THE PROBLEM
Retype every line of the data below, from the very beginning down through the line containing "(1145, 350)", keeping the pictures out of your answer.

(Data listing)

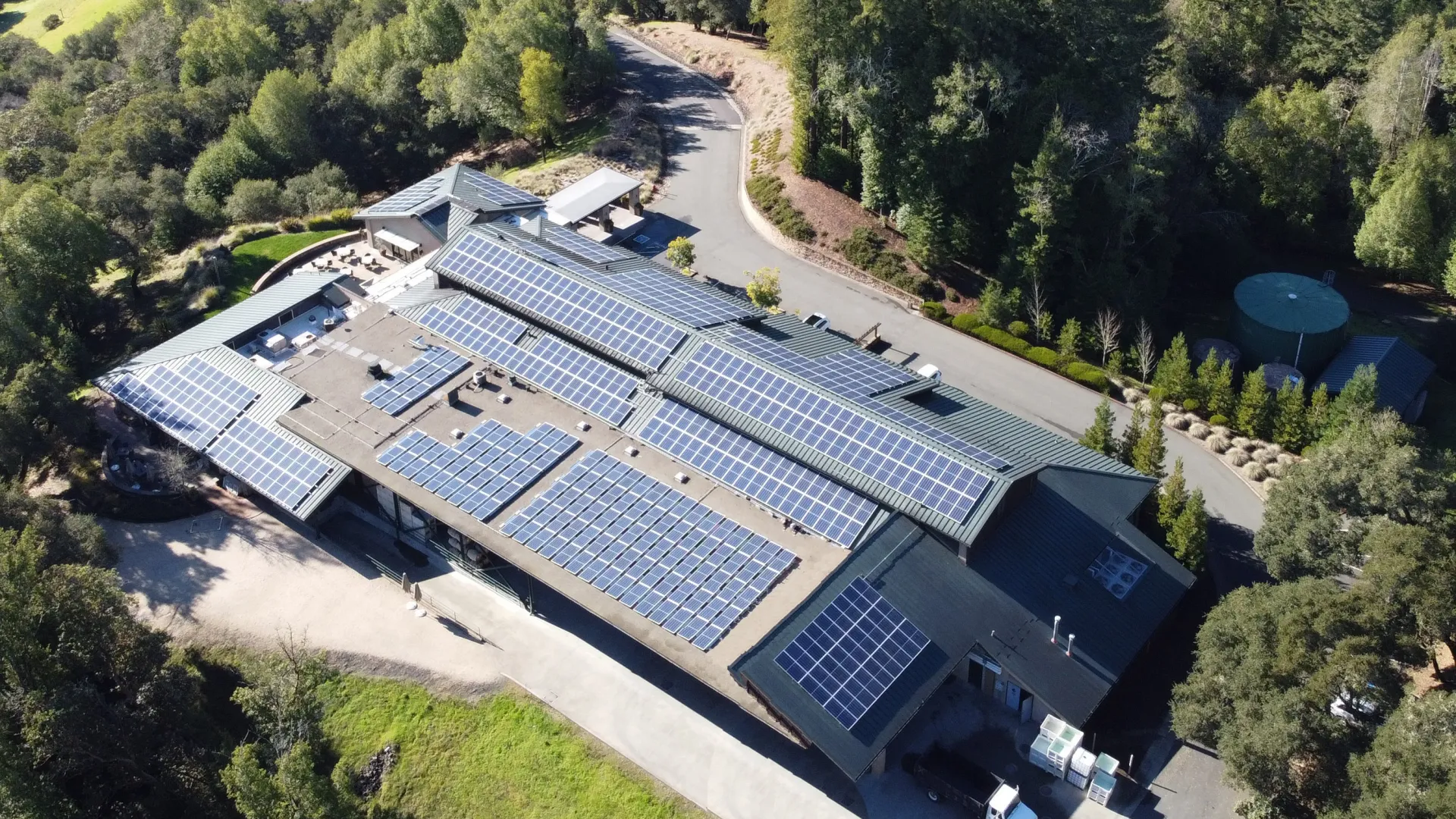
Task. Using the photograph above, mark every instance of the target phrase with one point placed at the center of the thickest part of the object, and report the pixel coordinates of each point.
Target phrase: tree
(1253, 414)
(680, 254)
(1172, 499)
(1270, 661)
(1291, 423)
(1289, 142)
(1131, 435)
(1069, 341)
(283, 112)
(1188, 535)
(1100, 438)
(1172, 375)
(1150, 447)
(764, 287)
(542, 89)
(254, 200)
(1107, 328)
(1145, 350)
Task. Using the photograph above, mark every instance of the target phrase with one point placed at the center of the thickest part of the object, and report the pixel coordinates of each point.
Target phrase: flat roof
(344, 425)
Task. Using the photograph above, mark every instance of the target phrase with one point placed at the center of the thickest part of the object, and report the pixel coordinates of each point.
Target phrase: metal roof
(240, 318)
(584, 197)
(1401, 372)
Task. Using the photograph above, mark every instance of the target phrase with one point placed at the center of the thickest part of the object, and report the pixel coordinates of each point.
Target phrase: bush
(1088, 375)
(1043, 356)
(967, 322)
(1002, 338)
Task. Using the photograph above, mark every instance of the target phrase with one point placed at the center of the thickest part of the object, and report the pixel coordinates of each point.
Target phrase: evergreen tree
(1150, 447)
(1188, 537)
(1130, 436)
(1100, 438)
(1206, 381)
(1253, 416)
(1172, 499)
(1316, 419)
(1289, 416)
(1172, 373)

EXERCISE ANSWER
Task. Using the photograph above, mark every instance of the target phrase with one point placed at the center of the thickest part of the object, and report the pixel coordinates of each point.
Target phrase: tree
(1253, 414)
(680, 254)
(1172, 499)
(1270, 661)
(1291, 423)
(1289, 142)
(1131, 435)
(1069, 341)
(283, 112)
(1188, 535)
(1100, 438)
(1172, 375)
(1150, 447)
(764, 287)
(542, 89)
(254, 200)
(1107, 328)
(1145, 350)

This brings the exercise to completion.